→ **Material supplied**:
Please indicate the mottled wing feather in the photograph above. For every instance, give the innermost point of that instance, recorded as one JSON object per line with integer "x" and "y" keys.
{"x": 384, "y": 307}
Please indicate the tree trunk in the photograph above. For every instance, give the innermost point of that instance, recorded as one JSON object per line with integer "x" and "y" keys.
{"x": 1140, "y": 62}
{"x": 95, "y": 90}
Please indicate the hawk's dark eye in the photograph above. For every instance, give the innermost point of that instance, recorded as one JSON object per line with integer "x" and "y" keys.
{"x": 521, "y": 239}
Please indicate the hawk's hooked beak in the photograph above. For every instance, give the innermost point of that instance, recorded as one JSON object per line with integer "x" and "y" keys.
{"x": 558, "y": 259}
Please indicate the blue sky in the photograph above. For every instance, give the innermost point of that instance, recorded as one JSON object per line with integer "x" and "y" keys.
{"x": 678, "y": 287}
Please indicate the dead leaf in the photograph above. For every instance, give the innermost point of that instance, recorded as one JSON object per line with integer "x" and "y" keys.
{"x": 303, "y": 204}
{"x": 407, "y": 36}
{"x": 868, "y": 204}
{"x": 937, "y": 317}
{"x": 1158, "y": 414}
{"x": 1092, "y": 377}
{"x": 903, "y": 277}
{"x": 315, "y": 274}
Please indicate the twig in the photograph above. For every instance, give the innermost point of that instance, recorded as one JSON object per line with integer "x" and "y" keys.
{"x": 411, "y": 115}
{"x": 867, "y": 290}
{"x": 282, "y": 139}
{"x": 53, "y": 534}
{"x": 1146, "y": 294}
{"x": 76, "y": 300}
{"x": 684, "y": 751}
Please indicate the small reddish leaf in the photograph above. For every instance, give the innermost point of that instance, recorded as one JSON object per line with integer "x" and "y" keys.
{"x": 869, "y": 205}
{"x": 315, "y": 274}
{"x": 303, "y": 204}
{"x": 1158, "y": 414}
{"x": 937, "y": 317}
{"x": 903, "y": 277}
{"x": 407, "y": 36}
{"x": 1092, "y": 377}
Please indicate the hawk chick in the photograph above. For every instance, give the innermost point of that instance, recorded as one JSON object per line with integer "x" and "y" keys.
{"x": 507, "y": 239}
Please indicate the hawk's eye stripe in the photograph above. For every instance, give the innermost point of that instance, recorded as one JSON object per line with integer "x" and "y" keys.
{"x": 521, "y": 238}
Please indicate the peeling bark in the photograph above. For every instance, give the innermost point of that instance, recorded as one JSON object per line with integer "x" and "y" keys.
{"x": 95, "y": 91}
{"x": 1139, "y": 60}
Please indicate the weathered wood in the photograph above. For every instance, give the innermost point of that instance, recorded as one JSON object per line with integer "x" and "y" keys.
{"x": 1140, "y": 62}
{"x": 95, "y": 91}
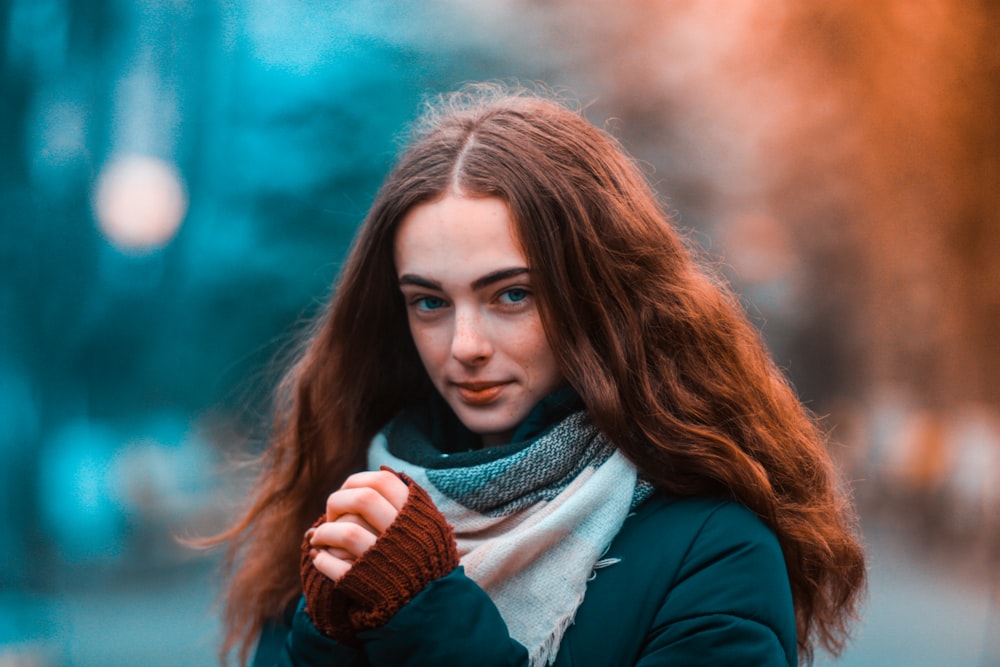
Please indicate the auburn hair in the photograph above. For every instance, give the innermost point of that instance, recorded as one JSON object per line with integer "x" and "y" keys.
{"x": 659, "y": 349}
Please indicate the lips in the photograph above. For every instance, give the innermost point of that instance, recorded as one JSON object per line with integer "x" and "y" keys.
{"x": 480, "y": 393}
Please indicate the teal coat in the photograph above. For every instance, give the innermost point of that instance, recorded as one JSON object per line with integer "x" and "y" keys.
{"x": 700, "y": 582}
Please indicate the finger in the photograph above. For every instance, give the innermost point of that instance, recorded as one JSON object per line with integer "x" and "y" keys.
{"x": 365, "y": 503}
{"x": 350, "y": 537}
{"x": 386, "y": 482}
{"x": 355, "y": 519}
{"x": 330, "y": 565}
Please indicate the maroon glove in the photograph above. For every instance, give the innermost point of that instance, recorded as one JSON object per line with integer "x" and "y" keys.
{"x": 417, "y": 548}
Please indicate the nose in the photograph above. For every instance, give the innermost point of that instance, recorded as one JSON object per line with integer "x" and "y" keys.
{"x": 470, "y": 343}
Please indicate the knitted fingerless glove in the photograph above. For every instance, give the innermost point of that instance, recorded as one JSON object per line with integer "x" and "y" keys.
{"x": 417, "y": 548}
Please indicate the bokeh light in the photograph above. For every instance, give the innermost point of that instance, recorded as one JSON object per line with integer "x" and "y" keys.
{"x": 139, "y": 202}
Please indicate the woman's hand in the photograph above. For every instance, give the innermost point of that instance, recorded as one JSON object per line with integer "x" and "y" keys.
{"x": 356, "y": 515}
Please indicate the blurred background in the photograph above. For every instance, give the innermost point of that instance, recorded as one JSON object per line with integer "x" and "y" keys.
{"x": 180, "y": 180}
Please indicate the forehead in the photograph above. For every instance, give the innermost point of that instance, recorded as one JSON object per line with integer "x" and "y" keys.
{"x": 457, "y": 237}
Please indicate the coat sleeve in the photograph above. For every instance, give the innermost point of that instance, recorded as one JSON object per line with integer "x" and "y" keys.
{"x": 729, "y": 603}
{"x": 452, "y": 621}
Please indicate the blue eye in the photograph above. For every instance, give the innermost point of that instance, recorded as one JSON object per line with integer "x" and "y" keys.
{"x": 515, "y": 295}
{"x": 429, "y": 303}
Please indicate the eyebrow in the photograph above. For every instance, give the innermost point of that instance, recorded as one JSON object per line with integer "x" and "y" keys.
{"x": 477, "y": 284}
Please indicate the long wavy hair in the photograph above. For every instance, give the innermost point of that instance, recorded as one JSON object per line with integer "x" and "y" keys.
{"x": 658, "y": 348}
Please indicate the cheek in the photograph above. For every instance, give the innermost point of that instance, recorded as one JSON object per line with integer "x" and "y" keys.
{"x": 431, "y": 346}
{"x": 538, "y": 357}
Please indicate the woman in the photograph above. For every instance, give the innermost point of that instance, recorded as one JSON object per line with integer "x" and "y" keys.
{"x": 540, "y": 432}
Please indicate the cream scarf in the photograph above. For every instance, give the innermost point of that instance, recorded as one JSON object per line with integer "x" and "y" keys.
{"x": 531, "y": 525}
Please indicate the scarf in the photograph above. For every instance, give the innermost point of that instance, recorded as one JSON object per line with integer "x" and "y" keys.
{"x": 532, "y": 520}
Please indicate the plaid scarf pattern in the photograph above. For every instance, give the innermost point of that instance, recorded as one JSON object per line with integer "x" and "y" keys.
{"x": 532, "y": 521}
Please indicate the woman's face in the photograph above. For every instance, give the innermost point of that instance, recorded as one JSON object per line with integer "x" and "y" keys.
{"x": 473, "y": 313}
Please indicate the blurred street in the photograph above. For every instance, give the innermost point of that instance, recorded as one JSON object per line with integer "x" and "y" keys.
{"x": 179, "y": 183}
{"x": 921, "y": 613}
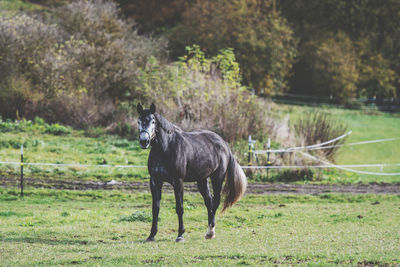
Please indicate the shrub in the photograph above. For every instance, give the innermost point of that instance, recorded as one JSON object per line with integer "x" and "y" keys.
{"x": 318, "y": 127}
{"x": 75, "y": 72}
{"x": 199, "y": 92}
{"x": 328, "y": 67}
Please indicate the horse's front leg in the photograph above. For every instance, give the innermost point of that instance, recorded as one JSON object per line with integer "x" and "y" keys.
{"x": 205, "y": 192}
{"x": 155, "y": 187}
{"x": 178, "y": 189}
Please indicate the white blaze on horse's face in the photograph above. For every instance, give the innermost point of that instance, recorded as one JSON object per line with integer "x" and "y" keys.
{"x": 147, "y": 130}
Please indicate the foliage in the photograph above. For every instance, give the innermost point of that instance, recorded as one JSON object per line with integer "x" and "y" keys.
{"x": 76, "y": 71}
{"x": 319, "y": 127}
{"x": 328, "y": 67}
{"x": 330, "y": 229}
{"x": 371, "y": 28}
{"x": 200, "y": 92}
{"x": 260, "y": 37}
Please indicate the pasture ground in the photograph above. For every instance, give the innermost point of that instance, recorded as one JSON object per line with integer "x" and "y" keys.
{"x": 49, "y": 227}
{"x": 46, "y": 143}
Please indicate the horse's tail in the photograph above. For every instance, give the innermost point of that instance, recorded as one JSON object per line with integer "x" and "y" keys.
{"x": 235, "y": 184}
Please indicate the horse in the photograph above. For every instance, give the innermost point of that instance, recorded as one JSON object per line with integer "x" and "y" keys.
{"x": 177, "y": 157}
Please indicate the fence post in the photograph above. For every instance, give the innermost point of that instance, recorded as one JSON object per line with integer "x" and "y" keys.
{"x": 249, "y": 152}
{"x": 268, "y": 162}
{"x": 22, "y": 170}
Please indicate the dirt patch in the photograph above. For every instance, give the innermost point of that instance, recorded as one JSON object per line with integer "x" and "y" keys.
{"x": 253, "y": 188}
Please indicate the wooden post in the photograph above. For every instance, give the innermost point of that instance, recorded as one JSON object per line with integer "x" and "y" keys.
{"x": 249, "y": 152}
{"x": 268, "y": 162}
{"x": 22, "y": 170}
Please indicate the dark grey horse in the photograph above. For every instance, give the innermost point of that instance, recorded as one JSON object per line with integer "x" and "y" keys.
{"x": 177, "y": 156}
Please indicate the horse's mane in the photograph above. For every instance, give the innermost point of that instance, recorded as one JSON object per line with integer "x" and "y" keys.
{"x": 169, "y": 127}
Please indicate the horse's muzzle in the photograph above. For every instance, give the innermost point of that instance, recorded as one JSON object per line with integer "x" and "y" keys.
{"x": 144, "y": 140}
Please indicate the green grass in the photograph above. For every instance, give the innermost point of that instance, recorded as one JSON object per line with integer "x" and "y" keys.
{"x": 44, "y": 143}
{"x": 88, "y": 228}
{"x": 366, "y": 125}
{"x": 59, "y": 144}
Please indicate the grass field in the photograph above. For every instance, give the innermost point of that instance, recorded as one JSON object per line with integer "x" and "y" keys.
{"x": 366, "y": 125}
{"x": 108, "y": 228}
{"x": 58, "y": 144}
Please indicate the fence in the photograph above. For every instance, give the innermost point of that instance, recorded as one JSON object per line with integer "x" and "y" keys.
{"x": 318, "y": 146}
{"x": 251, "y": 153}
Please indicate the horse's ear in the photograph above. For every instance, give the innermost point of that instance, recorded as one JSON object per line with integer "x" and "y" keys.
{"x": 152, "y": 108}
{"x": 139, "y": 108}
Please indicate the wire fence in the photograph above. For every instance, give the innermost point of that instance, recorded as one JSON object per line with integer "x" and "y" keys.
{"x": 301, "y": 149}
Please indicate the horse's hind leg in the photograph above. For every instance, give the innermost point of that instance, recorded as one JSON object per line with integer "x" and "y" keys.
{"x": 156, "y": 195}
{"x": 216, "y": 179}
{"x": 178, "y": 189}
{"x": 205, "y": 192}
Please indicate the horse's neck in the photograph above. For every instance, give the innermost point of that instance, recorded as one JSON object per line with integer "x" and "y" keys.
{"x": 164, "y": 138}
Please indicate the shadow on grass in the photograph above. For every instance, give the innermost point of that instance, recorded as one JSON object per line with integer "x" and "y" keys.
{"x": 55, "y": 241}
{"x": 46, "y": 241}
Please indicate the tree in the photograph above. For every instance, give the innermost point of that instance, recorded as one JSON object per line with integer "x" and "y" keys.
{"x": 261, "y": 38}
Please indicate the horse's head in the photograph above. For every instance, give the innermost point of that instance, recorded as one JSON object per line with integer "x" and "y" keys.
{"x": 147, "y": 125}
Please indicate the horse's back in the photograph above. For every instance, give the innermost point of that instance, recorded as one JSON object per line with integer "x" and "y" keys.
{"x": 206, "y": 152}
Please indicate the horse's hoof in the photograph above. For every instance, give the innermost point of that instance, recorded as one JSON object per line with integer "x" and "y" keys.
{"x": 179, "y": 239}
{"x": 209, "y": 236}
{"x": 211, "y": 232}
{"x": 150, "y": 239}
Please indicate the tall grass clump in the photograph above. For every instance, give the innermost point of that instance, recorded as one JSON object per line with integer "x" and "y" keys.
{"x": 318, "y": 127}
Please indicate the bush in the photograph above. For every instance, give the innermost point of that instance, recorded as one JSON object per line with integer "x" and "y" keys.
{"x": 75, "y": 72}
{"x": 199, "y": 92}
{"x": 319, "y": 127}
{"x": 328, "y": 67}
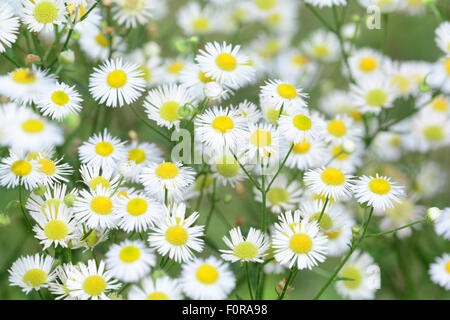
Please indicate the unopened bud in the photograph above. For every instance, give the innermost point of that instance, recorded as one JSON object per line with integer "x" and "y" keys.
{"x": 433, "y": 214}
{"x": 40, "y": 191}
{"x": 32, "y": 58}
{"x": 67, "y": 57}
{"x": 213, "y": 90}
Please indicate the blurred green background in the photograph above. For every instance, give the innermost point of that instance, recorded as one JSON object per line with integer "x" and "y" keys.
{"x": 404, "y": 263}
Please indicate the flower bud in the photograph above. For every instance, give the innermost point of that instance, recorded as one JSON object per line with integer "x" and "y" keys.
{"x": 433, "y": 214}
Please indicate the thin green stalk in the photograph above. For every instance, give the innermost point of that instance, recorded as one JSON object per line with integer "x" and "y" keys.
{"x": 371, "y": 235}
{"x": 249, "y": 283}
{"x": 341, "y": 265}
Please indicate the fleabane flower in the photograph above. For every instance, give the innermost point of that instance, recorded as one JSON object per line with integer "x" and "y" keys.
{"x": 225, "y": 64}
{"x": 43, "y": 15}
{"x": 130, "y": 261}
{"x": 102, "y": 150}
{"x": 329, "y": 182}
{"x": 9, "y": 27}
{"x": 299, "y": 244}
{"x": 251, "y": 249}
{"x": 32, "y": 272}
{"x": 91, "y": 282}
{"x": 378, "y": 192}
{"x": 176, "y": 236}
{"x": 116, "y": 83}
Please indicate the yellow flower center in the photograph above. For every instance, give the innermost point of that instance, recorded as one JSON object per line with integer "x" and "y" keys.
{"x": 24, "y": 76}
{"x": 207, "y": 274}
{"x": 102, "y": 40}
{"x": 326, "y": 223}
{"x": 137, "y": 207}
{"x": 35, "y": 277}
{"x": 117, "y": 79}
{"x": 95, "y": 182}
{"x": 333, "y": 177}
{"x": 434, "y": 133}
{"x": 101, "y": 205}
{"x": 227, "y": 166}
{"x": 175, "y": 67}
{"x": 94, "y": 285}
{"x": 287, "y": 91}
{"x": 226, "y": 62}
{"x": 376, "y": 97}
{"x": 277, "y": 195}
{"x": 129, "y": 254}
{"x": 336, "y": 128}
{"x": 379, "y": 186}
{"x": 157, "y": 295}
{"x": 261, "y": 138}
{"x": 33, "y": 126}
{"x": 300, "y": 243}
{"x": 56, "y": 230}
{"x": 301, "y": 147}
{"x": 351, "y": 273}
{"x": 368, "y": 64}
{"x": 203, "y": 78}
{"x": 245, "y": 250}
{"x": 45, "y": 12}
{"x": 104, "y": 149}
{"x": 47, "y": 166}
{"x": 169, "y": 111}
{"x": 176, "y": 235}
{"x": 200, "y": 24}
{"x": 21, "y": 168}
{"x": 137, "y": 155}
{"x": 223, "y": 124}
{"x": 167, "y": 170}
{"x": 301, "y": 122}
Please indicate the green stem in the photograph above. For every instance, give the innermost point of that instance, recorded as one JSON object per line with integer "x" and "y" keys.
{"x": 341, "y": 265}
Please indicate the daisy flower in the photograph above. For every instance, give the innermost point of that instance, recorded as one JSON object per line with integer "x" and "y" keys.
{"x": 207, "y": 279}
{"x": 300, "y": 126}
{"x": 9, "y": 27}
{"x": 93, "y": 179}
{"x": 42, "y": 15}
{"x": 137, "y": 212}
{"x": 251, "y": 249}
{"x": 129, "y": 261}
{"x": 298, "y": 244}
{"x": 116, "y": 83}
{"x": 440, "y": 271}
{"x": 95, "y": 209}
{"x": 442, "y": 224}
{"x": 32, "y": 272}
{"x": 282, "y": 195}
{"x": 55, "y": 225}
{"x": 225, "y": 64}
{"x": 220, "y": 129}
{"x": 304, "y": 155}
{"x": 91, "y": 282}
{"x": 17, "y": 169}
{"x": 166, "y": 179}
{"x": 176, "y": 236}
{"x": 102, "y": 150}
{"x": 132, "y": 12}
{"x": 283, "y": 95}
{"x": 379, "y": 192}
{"x": 329, "y": 182}
{"x": 442, "y": 38}
{"x": 364, "y": 274}
{"x": 162, "y": 104}
{"x": 59, "y": 101}
{"x": 163, "y": 288}
{"x": 374, "y": 93}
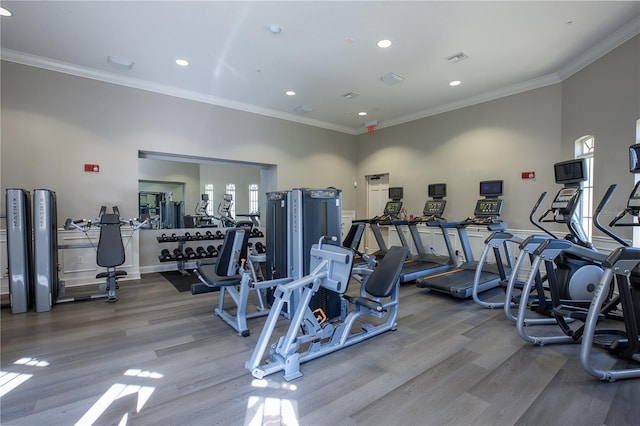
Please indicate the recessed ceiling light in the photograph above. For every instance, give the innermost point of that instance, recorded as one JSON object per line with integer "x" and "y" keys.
{"x": 392, "y": 78}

→ **Set exercise**: Omit the pictures and write out the lines above from the one with "Please indicate the green stem" through the last, unchanged.

→ **Result below**:
Please indicate the green stem in the photograph above. For every instance, give the innermost point of that instance, recorded as one JSON object per line with integer "x" and "y" keys.
{"x": 341, "y": 265}
Please indicate the daisy flower in the photograph above. For every instance, give the innermost point of that instance, recorded as one JSON object per line with integer "x" and "y" keys.
{"x": 207, "y": 279}
{"x": 300, "y": 126}
{"x": 9, "y": 27}
{"x": 93, "y": 179}
{"x": 42, "y": 15}
{"x": 137, "y": 212}
{"x": 251, "y": 249}
{"x": 129, "y": 261}
{"x": 298, "y": 244}
{"x": 116, "y": 83}
{"x": 440, "y": 271}
{"x": 95, "y": 209}
{"x": 442, "y": 224}
{"x": 32, "y": 272}
{"x": 282, "y": 195}
{"x": 55, "y": 225}
{"x": 225, "y": 64}
{"x": 220, "y": 129}
{"x": 304, "y": 155}
{"x": 91, "y": 282}
{"x": 17, "y": 169}
{"x": 166, "y": 179}
{"x": 176, "y": 236}
{"x": 102, "y": 150}
{"x": 132, "y": 12}
{"x": 283, "y": 95}
{"x": 379, "y": 192}
{"x": 329, "y": 182}
{"x": 442, "y": 38}
{"x": 364, "y": 274}
{"x": 162, "y": 104}
{"x": 59, "y": 101}
{"x": 163, "y": 288}
{"x": 374, "y": 93}
Please indicate the recessed ceiling light in the photograph above. For every instance, give the innermost point of that instance, recorded as one JSON object per line with integer "x" and "y" keys.
{"x": 392, "y": 78}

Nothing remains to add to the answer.